Available records ->
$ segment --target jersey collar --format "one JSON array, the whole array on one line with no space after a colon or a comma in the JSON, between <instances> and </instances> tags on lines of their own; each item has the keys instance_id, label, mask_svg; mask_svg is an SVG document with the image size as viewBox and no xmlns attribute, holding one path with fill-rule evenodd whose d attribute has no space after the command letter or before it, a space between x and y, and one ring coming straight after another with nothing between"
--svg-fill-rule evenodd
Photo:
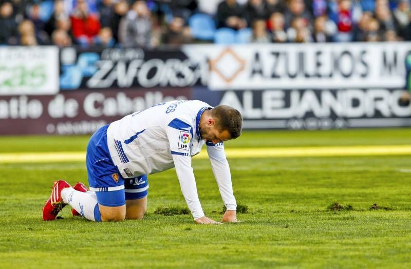
<instances>
[{"instance_id":1,"label":"jersey collar","mask_svg":"<svg viewBox=\"0 0 411 269\"><path fill-rule=\"evenodd\" d=\"M201 139L201 137L200 136L200 118L201 117L201 114L202 112L204 112L205 110L207 109L211 109L212 107L210 107L209 106L204 106L202 107L201 109L198 110L198 112L197 113L197 117L196 117L196 134L197 134L197 137L199 139Z\"/></svg>"}]
</instances>

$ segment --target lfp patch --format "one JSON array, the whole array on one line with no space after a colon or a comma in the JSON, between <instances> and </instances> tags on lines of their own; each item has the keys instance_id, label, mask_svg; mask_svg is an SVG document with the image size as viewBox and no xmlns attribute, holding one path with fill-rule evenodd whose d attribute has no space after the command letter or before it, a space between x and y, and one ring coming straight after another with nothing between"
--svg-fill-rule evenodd
<instances>
[{"instance_id":1,"label":"lfp patch","mask_svg":"<svg viewBox=\"0 0 411 269\"><path fill-rule=\"evenodd\" d=\"M113 179L116 181L116 183L119 182L119 174L117 173L111 175L111 177L113 177Z\"/></svg>"},{"instance_id":2,"label":"lfp patch","mask_svg":"<svg viewBox=\"0 0 411 269\"><path fill-rule=\"evenodd\" d=\"M178 148L184 150L190 150L190 133L183 131L180 131L180 140L178 141Z\"/></svg>"}]
</instances>

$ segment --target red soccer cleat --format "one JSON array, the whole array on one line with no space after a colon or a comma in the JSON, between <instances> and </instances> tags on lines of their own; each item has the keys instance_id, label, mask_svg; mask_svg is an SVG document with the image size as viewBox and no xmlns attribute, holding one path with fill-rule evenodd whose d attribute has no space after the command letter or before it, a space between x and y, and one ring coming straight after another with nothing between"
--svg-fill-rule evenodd
<instances>
[{"instance_id":1,"label":"red soccer cleat","mask_svg":"<svg viewBox=\"0 0 411 269\"><path fill-rule=\"evenodd\" d=\"M43 207L43 219L44 220L54 220L57 214L66 206L61 198L61 191L65 188L71 187L70 184L64 180L54 181L51 190L51 195L46 201Z\"/></svg>"},{"instance_id":2,"label":"red soccer cleat","mask_svg":"<svg viewBox=\"0 0 411 269\"><path fill-rule=\"evenodd\" d=\"M76 190L78 190L79 191L81 191L82 193L85 193L88 190L88 189L87 188L86 185L81 182L77 182L77 184L74 185L73 188ZM76 209L74 208L71 208L71 214L73 214L73 216L74 217L76 216L79 216L81 217L81 215L76 211Z\"/></svg>"}]
</instances>

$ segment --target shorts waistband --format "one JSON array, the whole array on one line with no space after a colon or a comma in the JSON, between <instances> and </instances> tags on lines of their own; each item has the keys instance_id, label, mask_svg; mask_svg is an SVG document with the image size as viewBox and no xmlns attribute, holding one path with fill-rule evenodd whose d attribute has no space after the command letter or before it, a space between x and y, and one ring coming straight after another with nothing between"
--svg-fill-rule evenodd
<instances>
[{"instance_id":1,"label":"shorts waistband","mask_svg":"<svg viewBox=\"0 0 411 269\"><path fill-rule=\"evenodd\" d=\"M120 190L124 188L124 185L116 186L116 187L101 187L95 188L90 187L90 190L91 191L113 191L114 190Z\"/></svg>"}]
</instances>

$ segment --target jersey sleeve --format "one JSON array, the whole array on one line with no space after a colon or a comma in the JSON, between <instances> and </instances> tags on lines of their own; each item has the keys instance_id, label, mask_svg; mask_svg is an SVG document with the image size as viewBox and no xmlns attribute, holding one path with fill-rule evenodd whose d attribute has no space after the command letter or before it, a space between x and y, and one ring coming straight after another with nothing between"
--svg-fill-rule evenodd
<instances>
[{"instance_id":1,"label":"jersey sleeve","mask_svg":"<svg viewBox=\"0 0 411 269\"><path fill-rule=\"evenodd\" d=\"M211 163L211 168L218 185L218 189L224 204L228 210L236 210L237 203L233 192L231 173L226 152L224 151L224 145L222 142L214 145L209 141L206 144L207 146L209 158Z\"/></svg>"},{"instance_id":2,"label":"jersey sleeve","mask_svg":"<svg viewBox=\"0 0 411 269\"><path fill-rule=\"evenodd\" d=\"M174 119L166 126L166 132L181 192L194 219L200 218L204 216L204 213L198 199L191 167L192 126L180 119Z\"/></svg>"}]
</instances>

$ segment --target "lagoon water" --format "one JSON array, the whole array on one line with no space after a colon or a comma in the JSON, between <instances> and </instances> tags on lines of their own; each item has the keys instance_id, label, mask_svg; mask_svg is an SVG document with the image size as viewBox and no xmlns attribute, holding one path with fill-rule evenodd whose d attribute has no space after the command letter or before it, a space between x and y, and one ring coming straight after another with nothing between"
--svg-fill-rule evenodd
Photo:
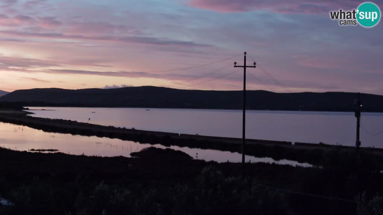
<instances>
[{"instance_id":1,"label":"lagoon water","mask_svg":"<svg viewBox=\"0 0 383 215\"><path fill-rule=\"evenodd\" d=\"M28 107L31 116L137 129L242 137L242 111L130 108ZM92 112L95 112L92 113ZM383 113L362 113L362 146L383 148ZM353 112L247 111L247 138L355 145Z\"/></svg>"},{"instance_id":2,"label":"lagoon water","mask_svg":"<svg viewBox=\"0 0 383 215\"><path fill-rule=\"evenodd\" d=\"M141 144L118 139L47 132L26 126L3 122L0 122L0 147L18 151L32 149L56 149L63 153L77 155L83 153L88 156L129 157L131 152L154 147L161 148L170 148L181 151L194 159L206 161L221 163L229 160L239 162L242 159L241 155L237 153L177 146L167 147L159 144ZM311 166L306 163L285 160L275 161L270 158L246 156L246 161L250 161L252 163L275 163L304 167Z\"/></svg>"}]
</instances>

What the task requires ->
Please find each line in the items above that contains the word "cleat" and copy those lines in full. Matches must have the same case.

Expected answer ->
$ segment --target red soccer cleat --format "one JSON array, the whole array on one line with no space after a colon or a comma in the JSON, between <instances> and </instances> tags on lines of their own; each item has the keys instance_id, label, mask_svg; mask_svg is an SVG document with the image size as viewBox and no xmlns attribute, holding one path with fill-rule evenodd whose d attribute has no space after the command letter or before it, a space between x and y, and one ring coming straight after another with nothing between"
[{"instance_id":1,"label":"red soccer cleat","mask_svg":"<svg viewBox=\"0 0 411 269\"><path fill-rule=\"evenodd\" d=\"M43 207L43 219L44 220L54 220L57 214L66 206L61 198L61 191L65 188L71 187L70 184L64 180L54 181L51 190L51 195L46 201Z\"/></svg>"},{"instance_id":2,"label":"red soccer cleat","mask_svg":"<svg viewBox=\"0 0 411 269\"><path fill-rule=\"evenodd\" d=\"M76 190L78 190L79 191L81 191L82 193L85 193L88 190L88 189L87 188L86 185L81 182L77 182L77 184L74 185L73 188ZM76 209L74 208L71 208L71 214L73 214L73 216L74 217L76 216L79 216L81 217L81 215L76 211Z\"/></svg>"}]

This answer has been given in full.